• _THE EXERCISE_: Images should be left out, and everything else in the listing reproduced exactly.

(Object point labels)
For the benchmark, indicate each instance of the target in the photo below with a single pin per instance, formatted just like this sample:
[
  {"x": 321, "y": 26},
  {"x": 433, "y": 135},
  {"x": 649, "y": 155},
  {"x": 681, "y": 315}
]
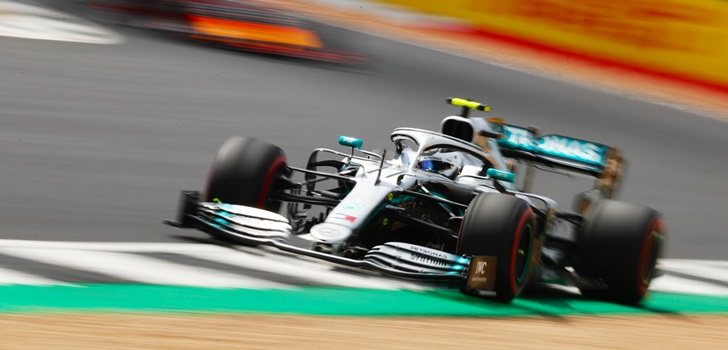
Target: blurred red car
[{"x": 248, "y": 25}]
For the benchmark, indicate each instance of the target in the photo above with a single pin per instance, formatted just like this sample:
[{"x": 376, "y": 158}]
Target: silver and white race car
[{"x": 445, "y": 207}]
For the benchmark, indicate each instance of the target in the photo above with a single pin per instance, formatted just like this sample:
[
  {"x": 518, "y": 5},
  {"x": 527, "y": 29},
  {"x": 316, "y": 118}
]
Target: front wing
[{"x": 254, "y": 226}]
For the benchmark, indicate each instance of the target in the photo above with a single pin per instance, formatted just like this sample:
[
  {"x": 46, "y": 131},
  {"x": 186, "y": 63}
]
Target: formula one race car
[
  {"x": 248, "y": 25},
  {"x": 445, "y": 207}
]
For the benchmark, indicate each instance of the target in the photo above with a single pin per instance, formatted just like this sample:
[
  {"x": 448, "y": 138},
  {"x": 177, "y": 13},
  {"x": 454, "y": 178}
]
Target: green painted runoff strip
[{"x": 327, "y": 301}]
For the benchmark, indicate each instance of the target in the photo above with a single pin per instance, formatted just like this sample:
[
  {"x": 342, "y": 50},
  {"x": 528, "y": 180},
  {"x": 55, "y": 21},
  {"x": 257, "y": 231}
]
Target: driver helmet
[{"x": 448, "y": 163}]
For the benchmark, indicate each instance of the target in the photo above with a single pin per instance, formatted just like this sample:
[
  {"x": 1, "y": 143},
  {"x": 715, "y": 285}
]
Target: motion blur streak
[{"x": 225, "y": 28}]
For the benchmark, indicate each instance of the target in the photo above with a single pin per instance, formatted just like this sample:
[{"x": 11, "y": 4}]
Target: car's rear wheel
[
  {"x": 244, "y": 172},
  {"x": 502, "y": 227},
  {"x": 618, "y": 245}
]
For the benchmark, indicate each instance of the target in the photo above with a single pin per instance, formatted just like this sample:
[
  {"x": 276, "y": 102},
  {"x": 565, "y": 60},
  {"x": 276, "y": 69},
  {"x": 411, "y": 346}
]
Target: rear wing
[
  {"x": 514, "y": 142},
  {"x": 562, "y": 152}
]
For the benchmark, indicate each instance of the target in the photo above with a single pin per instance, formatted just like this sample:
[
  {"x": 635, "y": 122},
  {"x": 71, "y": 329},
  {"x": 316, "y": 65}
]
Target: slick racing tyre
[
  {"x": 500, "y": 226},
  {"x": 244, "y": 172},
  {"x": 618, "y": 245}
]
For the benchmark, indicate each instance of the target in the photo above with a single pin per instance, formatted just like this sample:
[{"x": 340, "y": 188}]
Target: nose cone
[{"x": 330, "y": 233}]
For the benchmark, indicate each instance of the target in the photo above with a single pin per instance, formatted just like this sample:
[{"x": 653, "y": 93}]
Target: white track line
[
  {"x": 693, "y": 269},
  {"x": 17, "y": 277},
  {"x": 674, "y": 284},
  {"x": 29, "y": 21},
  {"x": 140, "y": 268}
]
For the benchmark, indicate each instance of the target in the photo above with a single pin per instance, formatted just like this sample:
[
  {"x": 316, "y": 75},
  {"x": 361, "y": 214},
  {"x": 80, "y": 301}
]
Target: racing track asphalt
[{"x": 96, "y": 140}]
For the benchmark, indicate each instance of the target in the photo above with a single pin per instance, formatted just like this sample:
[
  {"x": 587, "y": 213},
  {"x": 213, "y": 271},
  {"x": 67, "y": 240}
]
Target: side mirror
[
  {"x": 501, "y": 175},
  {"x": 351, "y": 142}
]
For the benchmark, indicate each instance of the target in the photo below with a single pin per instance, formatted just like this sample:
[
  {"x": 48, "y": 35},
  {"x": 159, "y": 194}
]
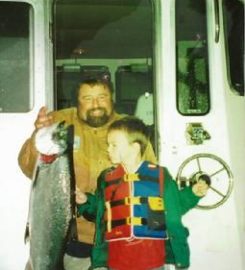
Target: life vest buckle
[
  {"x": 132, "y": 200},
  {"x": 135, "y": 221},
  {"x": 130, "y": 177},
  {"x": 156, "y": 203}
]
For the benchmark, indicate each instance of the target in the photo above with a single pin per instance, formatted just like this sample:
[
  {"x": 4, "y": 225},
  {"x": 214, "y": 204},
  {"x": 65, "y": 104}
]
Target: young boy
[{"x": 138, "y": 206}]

• _COMPLETED EXERCISE_:
For the benchmark, indicate each instance of the target in the photo below with a single pin per instance, formatted just like this sample:
[
  {"x": 321, "y": 26},
  {"x": 433, "y": 135},
  {"x": 649, "y": 155},
  {"x": 681, "y": 315}
]
Target: blurred red car
[{"x": 248, "y": 25}]
For the benchmark, indicate each instance of the target in the photo above with a single pin per instance, formatted just like this sample:
[{"x": 376, "y": 158}]
Target: silver and white race car
[{"x": 445, "y": 207}]
For the benchmark, indicate each instance of the target in the photo above with a single pin per instance, formatted just like this sample:
[
  {"x": 518, "y": 5},
  {"x": 527, "y": 29},
  {"x": 316, "y": 118}
]
Target: front wing
[{"x": 254, "y": 226}]
For the benchmark, indicate each instance of the target in the photo above with a single pin per instance, formatted just like this sample:
[
  {"x": 46, "y": 131},
  {"x": 186, "y": 63}
]
Target: formula one race car
[
  {"x": 248, "y": 25},
  {"x": 445, "y": 207}
]
For the benchmark, indicate each instance of the target in the photo above with a single pin per instance, formatted just like this sample:
[
  {"x": 448, "y": 138},
  {"x": 177, "y": 13},
  {"x": 454, "y": 178}
]
Target: green painted runoff strip
[{"x": 327, "y": 301}]
For the benchmark, indicate each instance of the target in the photo above with a single pin per instance, formatted just like this sample:
[
  {"x": 342, "y": 50},
  {"x": 528, "y": 180},
  {"x": 55, "y": 21},
  {"x": 257, "y": 231}
]
Target: driver helmet
[{"x": 448, "y": 163}]
For the benchmark, indicate each instance of the target in the photo above with a single pin per instance, formatted just like this sample:
[
  {"x": 1, "y": 143},
  {"x": 715, "y": 285}
]
Target: motion blur streak
[{"x": 225, "y": 28}]
For the benchmark, indicate each instance of the target in the photo above with a single pin per instance, formatted just like this sample:
[{"x": 11, "y": 4}]
Target: car's rear wheel
[
  {"x": 244, "y": 172},
  {"x": 502, "y": 227},
  {"x": 618, "y": 245}
]
For the benchmark, indicate each instance of the target in the photo above with a single pin per instance, formatted just like this sample:
[
  {"x": 276, "y": 102},
  {"x": 565, "y": 60},
  {"x": 276, "y": 69},
  {"x": 411, "y": 346}
]
Target: rear wing
[
  {"x": 514, "y": 142},
  {"x": 562, "y": 152}
]
For the benchmark, indicate each instance of the target in the photo above with a single pin per instance, formatted just like this sample:
[
  {"x": 635, "y": 122},
  {"x": 71, "y": 329},
  {"x": 316, "y": 65}
]
Target: slick racing tyre
[
  {"x": 500, "y": 226},
  {"x": 244, "y": 172},
  {"x": 618, "y": 245}
]
For the benchmark, indicate each instance of the target in the photo above with a single pin per instance, formatted just like this sample:
[{"x": 340, "y": 188}]
Target: nose cone
[{"x": 330, "y": 233}]
For the benchmark, indicate each instance of the target in the photo above with a single pin per instance, formatted just like this sample:
[{"x": 653, "y": 93}]
Target: white track line
[
  {"x": 693, "y": 269},
  {"x": 17, "y": 277},
  {"x": 674, "y": 284},
  {"x": 29, "y": 21},
  {"x": 140, "y": 268}
]
For the benchmark, indicate each instance of the target in the photo above with a single pin per instance, formatted just like this sample:
[
  {"x": 316, "y": 75},
  {"x": 361, "y": 214},
  {"x": 80, "y": 301}
]
Target: racing track asphalt
[{"x": 96, "y": 140}]
For the benchmark, indicate each instance of the target in the photo above with a single pin per instance, formatted just like this sample:
[
  {"x": 587, "y": 213},
  {"x": 213, "y": 271},
  {"x": 67, "y": 240}
]
Target: side mirror
[
  {"x": 501, "y": 175},
  {"x": 351, "y": 142}
]
For the benchmark, indicate each instance of the target in the photo below with a single pin per instance, formatted just like this sample:
[
  {"x": 48, "y": 35},
  {"x": 159, "y": 194}
]
Target: life vest buckle
[
  {"x": 132, "y": 200},
  {"x": 135, "y": 221},
  {"x": 130, "y": 177},
  {"x": 156, "y": 203}
]
For the benchmark, indicate each instance of the target in the photo above with a single pin per instance, formatted just like this sample:
[
  {"x": 4, "y": 225},
  {"x": 214, "y": 204},
  {"x": 65, "y": 104}
]
Target: young boy
[{"x": 138, "y": 206}]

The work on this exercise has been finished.